===== READING PASSAGE =====

Is it payback time for chiropractors for opposing a highly controversial mandatory vaccination bill?
Both legislative versions of the state budget appropriate tens of millions of extra dollars to erase a 10 percent reduction in payments to those who provide medical care to the state’s poor under the Medi-Cal program.
But both budgets also exclude chiropractors from the restoration of payments that would go to medical doctors, hospitals and other providers. The 2011 fee reduction was imposed to help balance the state budget.
Assemblyman Brian Jones, R-Santee, suggested during an Assembly Budget Committee review Wednesday that the exclusion might be retribution for the California Chiropractic Association’s vociferous opposition to legislation that would eliminate parents’ right to opt out of vaccinations for children entering public schools.
Never miss a local story.
Democrats who dominate the committee denied that the exclusion is a payback, but didn’t offer any specific reason for the action. They basically told Jones that it was just happenstance.

=====

In the article on chiropractors and Medi-Cal payments:
(a) What percentage reduction in Medi-Cal payments would both budget versions erase?
(b) In what year was that fee reduction imposed?
(c) During which committee's review did Brian Jones raise the possibility of retribution?
The rows have no connection to the article on chiropractors and Medi-Cal payments.

===== ENTRIES SUPPLIED =====

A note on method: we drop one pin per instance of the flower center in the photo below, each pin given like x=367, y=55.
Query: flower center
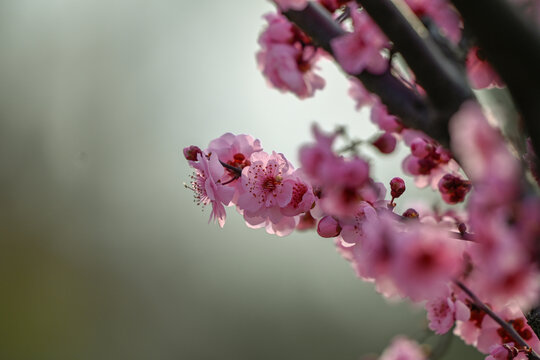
x=270, y=184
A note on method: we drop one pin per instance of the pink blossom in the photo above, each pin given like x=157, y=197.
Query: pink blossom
x=318, y=159
x=428, y=161
x=191, y=152
x=492, y=334
x=480, y=72
x=234, y=150
x=360, y=95
x=328, y=227
x=286, y=60
x=402, y=348
x=426, y=260
x=332, y=5
x=273, y=194
x=397, y=187
x=265, y=184
x=376, y=238
x=443, y=311
x=207, y=188
x=442, y=13
x=291, y=4
x=302, y=198
x=361, y=49
x=502, y=352
x=306, y=222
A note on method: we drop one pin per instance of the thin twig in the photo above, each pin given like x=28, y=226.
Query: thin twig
x=506, y=326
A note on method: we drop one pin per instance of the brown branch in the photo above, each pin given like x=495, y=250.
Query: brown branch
x=444, y=81
x=506, y=326
x=413, y=110
x=512, y=46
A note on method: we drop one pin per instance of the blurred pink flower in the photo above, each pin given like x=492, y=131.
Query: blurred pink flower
x=361, y=49
x=207, y=188
x=481, y=74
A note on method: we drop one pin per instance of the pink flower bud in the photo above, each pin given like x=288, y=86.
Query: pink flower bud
x=453, y=189
x=397, y=186
x=386, y=143
x=421, y=148
x=328, y=227
x=190, y=153
x=411, y=214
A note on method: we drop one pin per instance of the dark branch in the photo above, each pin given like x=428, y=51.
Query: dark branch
x=445, y=82
x=506, y=326
x=512, y=46
x=401, y=101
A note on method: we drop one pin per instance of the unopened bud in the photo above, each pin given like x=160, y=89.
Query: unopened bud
x=397, y=187
x=190, y=153
x=453, y=189
x=411, y=214
x=386, y=143
x=328, y=227
x=420, y=148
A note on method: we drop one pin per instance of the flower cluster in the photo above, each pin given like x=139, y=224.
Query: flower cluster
x=473, y=267
x=265, y=188
x=287, y=58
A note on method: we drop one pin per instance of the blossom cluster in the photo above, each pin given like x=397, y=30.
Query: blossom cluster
x=420, y=254
x=468, y=265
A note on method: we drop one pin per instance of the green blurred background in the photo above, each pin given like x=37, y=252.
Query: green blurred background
x=103, y=254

=====

### PROBLEM SOLUTION:
(a) 10 percent
(b) 2011
(c) The Assembly Budget Committee